Description of the task => Tally how many lines in the rows that follow contain the word "below". Reply with the number alone.

==============================

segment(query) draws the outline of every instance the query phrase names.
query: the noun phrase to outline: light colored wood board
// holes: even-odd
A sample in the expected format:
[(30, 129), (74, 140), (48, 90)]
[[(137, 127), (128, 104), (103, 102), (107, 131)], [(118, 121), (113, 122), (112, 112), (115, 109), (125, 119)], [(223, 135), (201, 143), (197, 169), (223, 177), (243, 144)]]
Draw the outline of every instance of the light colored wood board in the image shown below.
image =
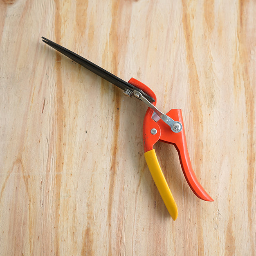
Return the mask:
[[(0, 254), (256, 254), (256, 3), (0, 2)], [(174, 222), (144, 157), (146, 106), (44, 36), (182, 110), (195, 197), (155, 147)]]

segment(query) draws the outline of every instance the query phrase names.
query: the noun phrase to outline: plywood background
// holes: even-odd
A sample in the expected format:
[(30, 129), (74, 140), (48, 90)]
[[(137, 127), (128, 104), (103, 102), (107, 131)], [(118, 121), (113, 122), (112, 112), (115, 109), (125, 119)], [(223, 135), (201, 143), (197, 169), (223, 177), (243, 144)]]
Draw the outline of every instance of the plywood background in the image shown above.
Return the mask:
[[(0, 0), (0, 255), (256, 255), (255, 1)], [(44, 36), (182, 110), (195, 197), (146, 110)]]

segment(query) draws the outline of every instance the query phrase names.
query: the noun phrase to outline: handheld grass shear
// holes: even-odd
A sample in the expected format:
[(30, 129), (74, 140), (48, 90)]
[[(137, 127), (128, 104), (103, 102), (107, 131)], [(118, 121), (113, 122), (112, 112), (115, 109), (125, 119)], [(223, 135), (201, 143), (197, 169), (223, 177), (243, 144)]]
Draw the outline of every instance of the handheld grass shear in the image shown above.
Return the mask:
[(172, 109), (166, 114), (164, 114), (155, 107), (157, 98), (155, 93), (139, 81), (131, 78), (126, 82), (70, 50), (45, 37), (42, 38), (43, 42), (57, 51), (121, 89), (126, 96), (134, 96), (148, 106), (143, 123), (145, 158), (157, 187), (173, 220), (177, 216), (177, 206), (153, 148), (158, 141), (175, 146), (185, 178), (195, 194), (202, 200), (213, 201), (199, 182), (192, 169), (181, 110)]

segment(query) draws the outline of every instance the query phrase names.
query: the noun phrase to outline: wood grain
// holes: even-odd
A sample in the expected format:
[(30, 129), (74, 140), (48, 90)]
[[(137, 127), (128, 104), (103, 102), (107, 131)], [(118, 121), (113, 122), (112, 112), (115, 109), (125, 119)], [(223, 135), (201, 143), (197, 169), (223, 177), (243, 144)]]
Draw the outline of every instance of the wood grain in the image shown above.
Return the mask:
[[(0, 255), (256, 255), (256, 2), (0, 0)], [(173, 222), (143, 154), (146, 106), (44, 36), (182, 110), (199, 180), (155, 147)]]

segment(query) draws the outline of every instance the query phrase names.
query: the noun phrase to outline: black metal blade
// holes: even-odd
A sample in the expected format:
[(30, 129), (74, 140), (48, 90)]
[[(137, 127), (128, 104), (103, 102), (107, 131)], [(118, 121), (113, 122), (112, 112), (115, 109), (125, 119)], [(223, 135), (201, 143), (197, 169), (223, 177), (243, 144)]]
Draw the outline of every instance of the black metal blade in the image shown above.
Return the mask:
[(149, 95), (139, 88), (126, 82), (121, 78), (116, 76), (94, 63), (91, 62), (91, 61), (87, 60), (86, 58), (56, 44), (54, 42), (52, 42), (47, 39), (45, 37), (42, 37), (42, 38), (43, 38), (43, 42), (44, 42), (48, 45), (49, 45), (58, 52), (59, 52), (65, 56), (67, 56), (67, 57), (73, 60), (74, 61), (75, 61), (83, 67), (86, 68), (92, 72), (99, 76), (101, 77), (102, 77), (118, 87), (119, 87), (122, 90), (124, 90), (125, 89), (128, 89), (132, 91), (132, 92), (134, 90), (138, 90), (141, 93), (144, 97), (150, 102), (155, 101), (155, 99), (153, 99), (153, 98), (150, 97)]

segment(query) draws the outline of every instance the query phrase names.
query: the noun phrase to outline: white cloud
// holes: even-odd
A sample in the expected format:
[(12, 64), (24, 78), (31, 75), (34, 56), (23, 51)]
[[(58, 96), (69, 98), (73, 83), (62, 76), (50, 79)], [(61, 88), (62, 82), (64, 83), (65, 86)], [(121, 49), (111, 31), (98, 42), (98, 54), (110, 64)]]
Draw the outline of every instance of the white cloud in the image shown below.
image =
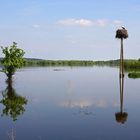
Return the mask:
[(121, 26), (122, 25), (122, 21), (121, 20), (114, 20), (113, 21), (113, 25), (116, 25), (116, 26)]
[(89, 20), (89, 19), (64, 19), (58, 21), (58, 24), (64, 26), (99, 26), (105, 27), (109, 25), (122, 25), (122, 21), (120, 20), (107, 20), (107, 19), (97, 19), (97, 20)]
[(40, 27), (40, 25), (38, 25), (38, 24), (33, 25), (33, 28), (39, 28), (39, 27)]
[(58, 21), (61, 25), (91, 26), (93, 23), (87, 19), (66, 19)]

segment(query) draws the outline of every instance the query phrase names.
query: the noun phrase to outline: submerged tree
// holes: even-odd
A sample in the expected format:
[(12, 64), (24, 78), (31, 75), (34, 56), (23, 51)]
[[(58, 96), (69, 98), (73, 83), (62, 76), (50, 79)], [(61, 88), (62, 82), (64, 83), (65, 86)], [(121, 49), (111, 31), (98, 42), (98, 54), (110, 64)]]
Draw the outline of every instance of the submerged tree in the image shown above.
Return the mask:
[(25, 65), (25, 60), (23, 58), (25, 52), (17, 48), (17, 43), (13, 42), (10, 47), (1, 47), (4, 54), (2, 60), (3, 72), (7, 75), (9, 79), (15, 74), (18, 68)]
[(27, 104), (27, 99), (18, 95), (15, 89), (12, 87), (12, 80), (8, 79), (7, 88), (2, 92), (3, 99), (0, 101), (5, 106), (3, 109), (3, 115), (10, 116), (13, 121), (17, 120), (17, 117), (24, 113), (24, 105)]
[(122, 27), (116, 31), (116, 38), (121, 39), (121, 51), (120, 51), (120, 77), (124, 76), (124, 56), (123, 56), (123, 39), (128, 38), (127, 30)]

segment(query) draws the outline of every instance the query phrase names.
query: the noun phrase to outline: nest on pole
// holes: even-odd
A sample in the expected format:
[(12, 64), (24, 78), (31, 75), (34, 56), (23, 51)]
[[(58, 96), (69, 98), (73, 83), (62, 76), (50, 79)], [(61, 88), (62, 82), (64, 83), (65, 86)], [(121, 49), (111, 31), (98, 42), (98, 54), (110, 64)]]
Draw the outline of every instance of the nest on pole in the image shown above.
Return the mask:
[(115, 113), (116, 121), (118, 123), (125, 123), (127, 121), (128, 114), (126, 112)]
[(116, 38), (119, 38), (119, 39), (126, 39), (126, 38), (128, 38), (127, 30), (126, 29), (118, 29), (116, 31)]

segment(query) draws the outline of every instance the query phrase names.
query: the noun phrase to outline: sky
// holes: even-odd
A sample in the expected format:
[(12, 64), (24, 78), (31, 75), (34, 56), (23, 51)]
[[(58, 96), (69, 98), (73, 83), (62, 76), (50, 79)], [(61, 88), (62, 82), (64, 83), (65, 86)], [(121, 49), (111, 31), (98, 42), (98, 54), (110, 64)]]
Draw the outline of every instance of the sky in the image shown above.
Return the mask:
[(121, 26), (124, 57), (140, 58), (139, 0), (0, 0), (0, 46), (17, 42), (25, 57), (118, 59)]

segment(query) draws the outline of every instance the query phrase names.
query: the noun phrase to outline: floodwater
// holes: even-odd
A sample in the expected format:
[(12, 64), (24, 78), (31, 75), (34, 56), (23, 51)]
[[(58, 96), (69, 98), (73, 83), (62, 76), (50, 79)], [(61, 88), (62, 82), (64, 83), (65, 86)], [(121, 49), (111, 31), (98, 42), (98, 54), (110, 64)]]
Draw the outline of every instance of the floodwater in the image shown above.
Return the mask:
[[(0, 140), (139, 140), (140, 79), (109, 67), (0, 73)], [(122, 83), (122, 82), (121, 82)]]

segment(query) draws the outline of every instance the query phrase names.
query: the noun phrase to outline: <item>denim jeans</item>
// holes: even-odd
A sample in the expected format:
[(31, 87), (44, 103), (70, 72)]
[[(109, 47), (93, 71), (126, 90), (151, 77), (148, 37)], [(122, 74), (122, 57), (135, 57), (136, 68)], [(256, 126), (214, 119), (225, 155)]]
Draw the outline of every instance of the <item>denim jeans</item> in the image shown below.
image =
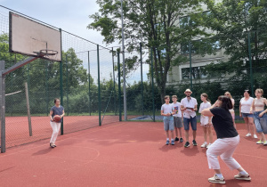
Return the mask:
[(259, 117), (259, 114), (263, 111), (254, 112), (254, 123), (257, 133), (267, 134), (267, 115), (264, 113), (263, 117)]

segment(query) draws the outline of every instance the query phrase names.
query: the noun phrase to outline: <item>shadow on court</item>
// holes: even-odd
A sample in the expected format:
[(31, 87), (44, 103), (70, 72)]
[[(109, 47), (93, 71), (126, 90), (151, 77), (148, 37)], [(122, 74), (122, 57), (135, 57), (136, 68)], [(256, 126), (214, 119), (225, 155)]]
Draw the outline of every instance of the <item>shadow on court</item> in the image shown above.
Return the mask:
[[(266, 186), (267, 147), (245, 138), (243, 125), (238, 124), (238, 130), (241, 142), (233, 156), (252, 181), (233, 179), (237, 171), (220, 160), (223, 186)], [(0, 154), (1, 186), (222, 186), (207, 182), (214, 171), (200, 148), (200, 126), (196, 140), (197, 147), (166, 145), (160, 122), (97, 126), (59, 136), (54, 149), (49, 139), (7, 149)]]

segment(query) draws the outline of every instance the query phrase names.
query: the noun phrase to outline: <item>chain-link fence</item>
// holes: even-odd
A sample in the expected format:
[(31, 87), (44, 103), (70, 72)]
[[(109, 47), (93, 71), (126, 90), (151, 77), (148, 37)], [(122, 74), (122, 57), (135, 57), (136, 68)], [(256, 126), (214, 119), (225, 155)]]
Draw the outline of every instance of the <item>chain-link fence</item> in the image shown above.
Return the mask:
[[(0, 17), (0, 61), (6, 69), (28, 56), (9, 52), (9, 10), (1, 7)], [(61, 62), (36, 59), (5, 77), (7, 148), (51, 136), (49, 114), (54, 98), (61, 100), (66, 114), (61, 134), (119, 121), (117, 53), (61, 33)]]

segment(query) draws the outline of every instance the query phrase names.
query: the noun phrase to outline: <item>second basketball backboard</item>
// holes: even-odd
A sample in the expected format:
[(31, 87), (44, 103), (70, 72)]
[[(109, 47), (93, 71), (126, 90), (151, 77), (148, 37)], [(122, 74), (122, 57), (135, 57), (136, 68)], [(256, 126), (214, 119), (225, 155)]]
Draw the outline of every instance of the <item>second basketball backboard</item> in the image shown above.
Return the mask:
[[(10, 52), (61, 61), (61, 37), (59, 29), (10, 12)], [(41, 55), (43, 56), (43, 55)]]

==============================

The response => 3